Exercise aim
Carry on the forum post about iSCSI data digest errors, given below, starting after its last sentence.

Source excerpt
<<<<

Re: Data Digest Errors

jrepac@xxxxxxxxx · Sun, 26 Feb 2012 09:08:13 -0800 (PST)

Hi Nicholas,
I am getting fairly close to root cause on the digest issue.  Here's what I have so far:

1. The test case is launching the Windows drive format after an iSCSI session is started with data and header digest enabled.  

2. The initiator is in one outstanding command per session mode to keep things simple.

3. Added logging to the target code for the receipt of immediate data and solicited data out PDU's.
4. Added logging of min_t results and arguments inside of iscsit_do_crypto_hash_sg.  I needed this to rule out data offsets as the problem.

Here's what I observed:
1. The problem does not appear to be related to offsets.  I have seen the same hashes in terms of offsets and element lengths submitted to crypto_hash_final from the logging added.  Some pass and others fail.
2. The first 10-12 seconds of the format operation is always free of data digest errors.  All write operations fail with data digest failures after the first fails.  This involves a TCP reset, a login, and a write with a digest failure.

3. Data digest errors always occur on the first Data Out PDU following R2T.
4. No digest failures occur on immediate data.
5. Around two to three Data Out PDU's beyond the failing one are received by the target before the connection is reset.  This from the Wireshark trace taken at the target.

>>>>

Entries for bounding box labeling

<<<<

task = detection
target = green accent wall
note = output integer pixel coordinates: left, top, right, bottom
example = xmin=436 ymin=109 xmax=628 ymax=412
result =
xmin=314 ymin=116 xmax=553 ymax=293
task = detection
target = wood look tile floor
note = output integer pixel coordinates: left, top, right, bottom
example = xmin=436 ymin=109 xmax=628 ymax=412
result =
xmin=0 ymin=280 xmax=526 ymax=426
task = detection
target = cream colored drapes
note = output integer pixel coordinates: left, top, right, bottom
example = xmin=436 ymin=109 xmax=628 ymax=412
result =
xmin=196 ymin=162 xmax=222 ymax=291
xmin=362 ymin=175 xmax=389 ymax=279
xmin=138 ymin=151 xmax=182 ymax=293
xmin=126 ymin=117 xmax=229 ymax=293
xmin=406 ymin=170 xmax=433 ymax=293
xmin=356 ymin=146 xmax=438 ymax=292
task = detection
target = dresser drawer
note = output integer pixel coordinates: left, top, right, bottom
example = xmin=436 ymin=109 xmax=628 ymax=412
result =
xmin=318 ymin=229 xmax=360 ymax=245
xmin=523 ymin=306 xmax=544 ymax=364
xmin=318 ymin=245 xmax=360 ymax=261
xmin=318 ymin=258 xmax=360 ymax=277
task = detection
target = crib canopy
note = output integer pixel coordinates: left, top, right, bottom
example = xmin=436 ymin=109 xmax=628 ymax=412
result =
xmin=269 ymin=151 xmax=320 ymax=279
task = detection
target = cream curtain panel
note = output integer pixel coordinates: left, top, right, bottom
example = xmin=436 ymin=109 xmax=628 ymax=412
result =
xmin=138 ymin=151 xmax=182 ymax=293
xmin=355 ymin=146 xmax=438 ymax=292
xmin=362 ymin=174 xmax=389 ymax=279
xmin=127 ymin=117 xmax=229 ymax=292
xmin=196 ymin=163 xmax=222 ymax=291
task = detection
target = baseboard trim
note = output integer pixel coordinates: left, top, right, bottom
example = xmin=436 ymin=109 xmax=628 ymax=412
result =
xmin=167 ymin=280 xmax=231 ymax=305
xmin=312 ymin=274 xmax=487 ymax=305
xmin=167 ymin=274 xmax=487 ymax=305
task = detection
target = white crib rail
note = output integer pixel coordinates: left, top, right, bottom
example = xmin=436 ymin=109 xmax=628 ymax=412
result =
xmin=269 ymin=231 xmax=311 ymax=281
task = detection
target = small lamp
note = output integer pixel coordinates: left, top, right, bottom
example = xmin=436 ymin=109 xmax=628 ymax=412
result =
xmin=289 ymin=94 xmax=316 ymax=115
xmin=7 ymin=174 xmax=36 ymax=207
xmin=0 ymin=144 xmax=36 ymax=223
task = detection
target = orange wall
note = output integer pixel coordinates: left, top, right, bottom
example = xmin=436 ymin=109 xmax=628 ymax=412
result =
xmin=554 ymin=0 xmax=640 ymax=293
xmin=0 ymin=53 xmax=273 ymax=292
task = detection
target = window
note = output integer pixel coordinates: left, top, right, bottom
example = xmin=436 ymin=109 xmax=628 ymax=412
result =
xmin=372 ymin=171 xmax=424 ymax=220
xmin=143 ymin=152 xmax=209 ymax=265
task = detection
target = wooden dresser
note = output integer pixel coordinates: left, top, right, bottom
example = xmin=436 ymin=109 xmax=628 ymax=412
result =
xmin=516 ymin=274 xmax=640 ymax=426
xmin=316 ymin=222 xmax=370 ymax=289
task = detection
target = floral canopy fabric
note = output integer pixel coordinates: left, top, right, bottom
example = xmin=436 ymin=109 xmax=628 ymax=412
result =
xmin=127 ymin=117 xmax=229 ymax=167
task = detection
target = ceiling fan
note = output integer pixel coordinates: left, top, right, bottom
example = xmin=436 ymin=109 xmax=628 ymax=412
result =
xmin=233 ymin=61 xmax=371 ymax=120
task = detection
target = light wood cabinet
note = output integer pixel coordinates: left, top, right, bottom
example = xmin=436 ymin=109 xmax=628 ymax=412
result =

>>>>

Result of this task
Analysis and Theories:

1. I am beginning to believe this problem is related to how full the pipeline is on the initiator side based on the first 10-12 seconds of no failures and then the target is permanently busted.  I tried repeating this without touching the setup of the target by logging out and then back in.  The target again is fine for 10-12 seconds.
2. Immediate Data never fails data digest checking.  This is the only time when there can be only one thing outstanding on the wire.
3. The two to three DataOut PDU's following the failed PDU are highly suspect in terms of somehow  contributing to the failures.

As an experiment, I am thinking of adding retries to the data digest calculation.  If retries work, we can rule out data corruption.

Thanks,
-Joe  

----- Original Message -----
From: Nicholas A. Bellinger <nab@xxxxxxxxxxxxxxx>
To: jrepac@xxxxxxxxx
Cc: target-devel <target-devel@xxxxxxxxxxxxxxx>
Sent: Thursday, February 16, 2012 11:51 PM
Subject: Re: Data Digest Errors

On Thu, 2012-02-16 at 08:37 -0800, jrepac@xxxxxxxxx wrote:
> Hi Nicholas,
> I think you may be getting lost in the packet sequence.

Mmmm, indeed.

I realize now that my wireshark install is *not* performing application
layer decoding of the R2T nor DataOUT data_sn=0 in question for ITT
0x00170000 and the failed data-out payload digest.

I'll assume this is because of the HW offload is enabled on the pcap
generated side, correct..?

>  I using Wireshark filter iscsi.initiatortasktag ==0x00170000  Here's
> a summary:
> 
> packet 69751 - Write command + immediate data
> packet 69755 - R2T from the target
> 
> packet 69762 - DataOut PDU => PDU with mis-detected Data Digest error
> 
> packet 69768 - Next DataOut PDU
> packet 69771 - Next DataOut PDU
> 
> If you switch to filter tcp.port==3260....
> 
> packets 69722-69779, 69844 - Target TCP ACKs previously sent data 
> 
> packet 69844 - Target resets the TCP connection (Digest error detected
> fail path)
> 
> 
> Packet 69762 matches the first detected digest error
> in /var/log/messages:
> ITT: 0x00170000, Offset: 8048, Length: 8192, DataSN: 0x00000000,
> CRC32C DataDigest 0xa8517e77 does not match computed 0x4e289762
> 
> Offset 8048            =  0x1f70
> Length 8192            =  0x2000
> DataDigest 0xa8517e77  =~ 0x77 0x7e 0x51 0xa8 (From Wireshark trace
> and reverse order presentation)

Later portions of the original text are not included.